Your objective ▸ From the passage on taxes for a flipped property, write out word for word the stretch starting with "2007-10-30 14:56:09 ·" and going on through "of tax deductions.".

Passage to read ▸

2007-10-30 14:00:27 · 6 answers · asked by Rote 2 in Business & Finance Taxes United States

6 answers

Your gain will be the net sales proceeds minus your adjusted basis. You get your basis by adding the purchase price and non-prepaid settlement costs and your remodeling costs. The difference is your taxable gain.

The ONLY way to reduce the tax is to hang on to the property for over 1 full year. If you do that, it will be taxed as a long-term capital gain. The tax rate in long-term CG is normally 15% unless your marginal rate is 15% or less, in which case it would be 5%.

Someone suggested a Section 1031 exchange. That will NOT reduce the gain, only defer it. Basically you'd exchange your flipper for another home. The tax on the gain on that would be deferred until you sold the second one, but would be payable at that time. Since you probably want the $$$ in your pocket now, that probably won't work for you.

2007-10-30 14:56:09 · answer #1 · answered by Bostonian In MO 7 · 1 0

1. You are flipping and if you are doing it correctly you never own the real estate. 2. All your deals will be short term deals. Nothing where you hold property for income purposes for more than 12 months. Capital gains will not apply. You are likely to be classified as a dealer in terms of the IRS code so the property if you did own them are inventory. 3. You can write off the normal business expenses (mileage, materials, etc). Nothing that special so pretty easy to figure out. Flipping is like a job. You make money when you complete a deal and then you start all over again when you do your next deal. Ordinary income closer to commissions than anything else. Good income but nothing special in terms of tax deductions.

Given material ▸
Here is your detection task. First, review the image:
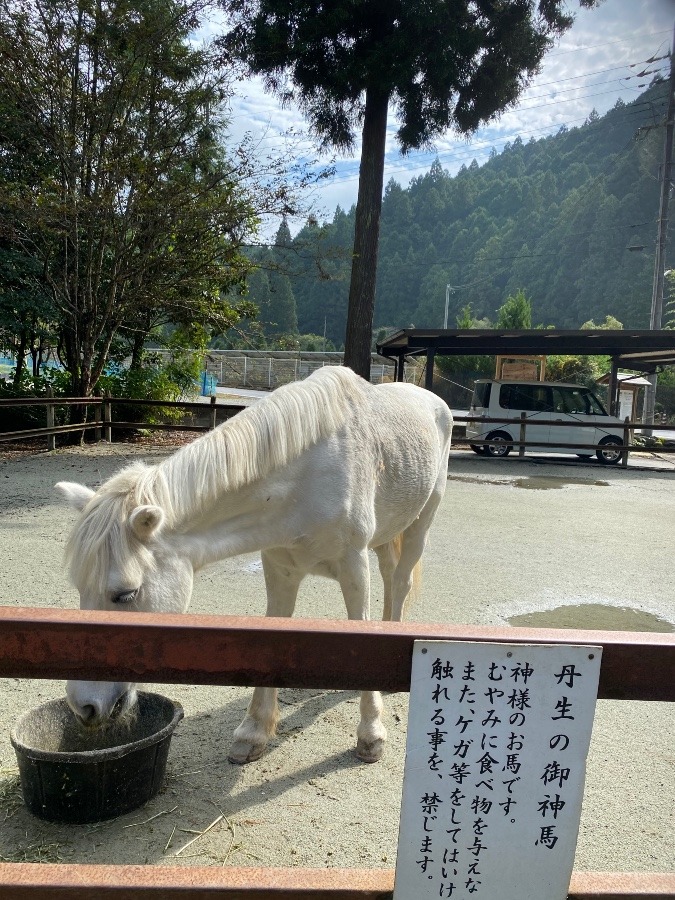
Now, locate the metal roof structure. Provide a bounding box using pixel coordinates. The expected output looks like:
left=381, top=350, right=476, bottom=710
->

Written reply ▸
2007-10-30 14:56:09 · answer #1 · answered by Bostonian In MO 7 · 1 0

1. You are flipping and if you are doing it correctly you never own the real estate. 2. All your deals will be short term deals. Nothing where you hold property for income purposes for more than 12 months. Capital gains will not apply. You are likely to be classified as a dealer in terms of the IRS code so the property if you did own them are inventory. 3. You can write off the normal business expenses (mileage, materials, etc). Nothing that special so pretty easy to figure out. Flipping is like a job. You make money when you complete a deal and then you start all over again when you do your next deal. Ordinary income closer to commissions than anything else. Good income but nothing special in terms of tax deductions.